§ **TEXTO DEL DOCUMENTO**:
-*-
Por todo ello, el arqueólogo británico estaba seguro de que la tumba del esquivo monarca debía de encontrarse en las inmediaciones, concretamente en un triángulo de tierra de una hectárea que abarcaba las sepulturas de tres faraones: Ramsés II, Merneptah y Ramsés VI. Carter cavó de un modo compulsivo en este espacio de tierra con una convicción cercana a la testarudez. Pero todo resultó infructuoso.

A punto de tirar la toalla

Tras años de búsqueda, a los que habría que añadir el paréntesis de la Primera Guerra Mundial, en el verano de 1922 lord Carnarvon empezó a pensar que estaba tirando su dinero absurdamente en una quimera y, decepcionado, decidió dejar de financiar las excavaciones y regresar a Inglaterra. De hecho, el conde había invertido 25.000 libras (aprox. medio millón de euros actuales) durante varias temporadas para conseguir tan solo tres jarrones de alabastro. Carter intentó convencerlo por todos los medios de que estaba a punto de localizar la tumba de Tutankamón, incluso acudió al castillo de Carnarvon en Highclere (Inglaterra) para intentar persuadir al conde de que le concediera tan solo otra temporada. Es más, tan desesperado estaba Carter que le dijo a su amigo que estaba dispuesto a financiarla él mismo de su bolsillo si fuera necesario (lo que no le dijo es de donde pensaba sacar el dinero). La firme determinación de Carter acabó convenciendo al aristócrata de financiar una última temporada más de trabajos en el Valle. No habría otra.

Carter volvió al Valle de los Reyes con la presión añadida del poco tiempo de que disponía. Sabía que era su última oportunidad de encontrar la tumba que tanto le obsesionaba, y estaba decidido a remover todas y cada una de las piedras del Valle si fuera preciso para dar con ella. Finalmente, el arqueólogo se fijó en el único lugar donde aún no había limpiado, delante de la tumba de Ramsés VI, un espacio en el que se había levantado un grupo de cabañas para los antiguos trabajadores. Movido por una intuición, ordenó excavar justo debajo de donde se habían alzado.
-*-
[Datos de señalamiento por expresiones referenciales]

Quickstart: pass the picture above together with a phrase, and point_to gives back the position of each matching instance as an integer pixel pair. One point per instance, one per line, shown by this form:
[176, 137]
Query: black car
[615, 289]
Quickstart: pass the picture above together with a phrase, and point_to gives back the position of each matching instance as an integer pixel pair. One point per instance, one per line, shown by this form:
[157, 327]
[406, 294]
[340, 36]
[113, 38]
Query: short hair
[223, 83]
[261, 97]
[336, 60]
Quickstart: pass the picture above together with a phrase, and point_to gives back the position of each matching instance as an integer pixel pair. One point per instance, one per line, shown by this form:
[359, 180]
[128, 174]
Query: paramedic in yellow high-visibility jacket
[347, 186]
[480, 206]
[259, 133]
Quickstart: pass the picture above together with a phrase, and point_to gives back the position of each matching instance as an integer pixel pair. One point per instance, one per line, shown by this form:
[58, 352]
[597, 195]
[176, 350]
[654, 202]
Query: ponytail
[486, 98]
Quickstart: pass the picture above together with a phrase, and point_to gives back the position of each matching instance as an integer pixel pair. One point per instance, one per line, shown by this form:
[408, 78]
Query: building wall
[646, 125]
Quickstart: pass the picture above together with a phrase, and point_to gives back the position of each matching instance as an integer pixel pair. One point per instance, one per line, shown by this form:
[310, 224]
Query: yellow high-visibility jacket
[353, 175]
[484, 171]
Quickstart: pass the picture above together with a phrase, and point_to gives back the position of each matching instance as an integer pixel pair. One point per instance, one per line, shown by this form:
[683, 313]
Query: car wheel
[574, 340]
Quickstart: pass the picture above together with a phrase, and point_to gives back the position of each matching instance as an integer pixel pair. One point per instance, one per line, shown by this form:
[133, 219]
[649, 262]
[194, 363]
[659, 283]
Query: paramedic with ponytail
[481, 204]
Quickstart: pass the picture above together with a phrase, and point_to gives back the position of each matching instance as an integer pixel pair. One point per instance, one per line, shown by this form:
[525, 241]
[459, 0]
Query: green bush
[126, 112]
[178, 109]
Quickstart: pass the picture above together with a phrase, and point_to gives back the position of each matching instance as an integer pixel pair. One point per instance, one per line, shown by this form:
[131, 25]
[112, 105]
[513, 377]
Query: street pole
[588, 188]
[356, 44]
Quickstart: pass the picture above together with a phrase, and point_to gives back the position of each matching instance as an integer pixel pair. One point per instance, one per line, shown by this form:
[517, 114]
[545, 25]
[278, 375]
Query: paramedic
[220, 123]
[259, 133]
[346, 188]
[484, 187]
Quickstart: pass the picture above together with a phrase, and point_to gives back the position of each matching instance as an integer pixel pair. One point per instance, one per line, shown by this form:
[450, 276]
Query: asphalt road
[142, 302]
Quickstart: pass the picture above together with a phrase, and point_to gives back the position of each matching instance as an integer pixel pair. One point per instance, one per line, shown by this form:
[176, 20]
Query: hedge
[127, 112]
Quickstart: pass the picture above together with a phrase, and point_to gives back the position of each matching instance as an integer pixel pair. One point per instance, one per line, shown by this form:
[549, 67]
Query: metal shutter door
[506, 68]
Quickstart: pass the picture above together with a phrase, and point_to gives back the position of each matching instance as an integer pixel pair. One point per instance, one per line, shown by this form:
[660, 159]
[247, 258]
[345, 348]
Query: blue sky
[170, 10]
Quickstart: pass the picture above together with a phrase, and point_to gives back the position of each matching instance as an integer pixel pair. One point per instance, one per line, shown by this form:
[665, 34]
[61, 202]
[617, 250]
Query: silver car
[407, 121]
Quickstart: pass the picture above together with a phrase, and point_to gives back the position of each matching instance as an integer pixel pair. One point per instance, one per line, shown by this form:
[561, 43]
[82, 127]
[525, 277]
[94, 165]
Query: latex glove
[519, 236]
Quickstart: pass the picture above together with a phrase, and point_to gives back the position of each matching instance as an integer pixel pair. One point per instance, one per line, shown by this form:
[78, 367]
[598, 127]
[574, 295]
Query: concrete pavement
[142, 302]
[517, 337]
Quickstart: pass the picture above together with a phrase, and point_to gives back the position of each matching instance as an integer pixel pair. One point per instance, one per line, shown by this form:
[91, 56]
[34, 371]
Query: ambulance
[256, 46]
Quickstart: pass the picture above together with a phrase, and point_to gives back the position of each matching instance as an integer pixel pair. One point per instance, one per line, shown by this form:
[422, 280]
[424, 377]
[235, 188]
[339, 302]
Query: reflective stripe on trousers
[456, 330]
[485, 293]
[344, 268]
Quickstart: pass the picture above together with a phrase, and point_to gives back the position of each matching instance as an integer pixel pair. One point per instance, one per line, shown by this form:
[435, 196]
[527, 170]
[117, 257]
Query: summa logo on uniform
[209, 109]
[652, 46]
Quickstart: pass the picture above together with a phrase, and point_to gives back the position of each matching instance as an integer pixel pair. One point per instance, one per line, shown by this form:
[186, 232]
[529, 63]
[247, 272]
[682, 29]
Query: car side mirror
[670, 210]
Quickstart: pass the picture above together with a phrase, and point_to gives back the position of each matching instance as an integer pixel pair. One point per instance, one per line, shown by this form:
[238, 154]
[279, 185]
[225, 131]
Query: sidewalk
-*-
§ **ACTIVIDADES**:
(A) Traduce al inglés esta oración del texto sobre la búsqueda de la tumba de Tutankamón: "Carter volvió al Valle de los Reyes con la presión añadida del poco tiempo de que disponía."
(B) Retoma el texto sobre la búsqueda de la tumba de Tutankamón y continúalo a partir de su última oración.

§ **RESPUESTAS POR TAREA**:
(A) Carter returned to the Valley of the Kings with the added pressure of the little time he had.

(B)
Premio a la tenacidad

La mañana del 4 de noviembre de 1922 apareció un escalón tallado en la roca. Los trabajadores fueron a buscar a Carter, el cual, impaciente, ordenó “con mal reprimida excitación” excavar de inmediato, y seguidamente fueron apareciendo, uno a uno, dieciséis escalones que descendían hasta una puerta tapiada cubierta por los sellos de la necrópolis, el dios cánido Anubis sobre nueve cautivos. Tras la puerta se pudo atisbar un pasadizo subterráneo repleto de escombros y cascotes que medía ocho metros de largo y que se tardaría varios días de duro trabajo en despejar (al final del túnel se descubriría también una entrada bloqueada y sellada). ¿Se trataba de la entrada de una tumba desconocida? ¿Era la de Tutankamón?

Las respuestas a todas esas preguntas iban a tener que esperar un par de semanas, hasta que lord Carnarvon, que estaba en Inglaterra, pudiera regresar a supervisar la excavación. Mientras tanto, Carter ordenó cubrirlo todo de nuevo con grandes piedras y puso vigilancia delante de la entrada para proteger el misterioso hallazgo hasta que llegase su amigo y mecenas. El arqueólogo le envió un telegrama: “Por fin hemos hecho un maravilloso descubrimiento en el Valle: una tumba espléndida con sellos intactos. Hemos vuelto a cubrir la excavación hasta su regreso. Enhorabuena”. La fascinante aventura del descubrimiento de la tumba de Tutankamón no había hecho más que empezar.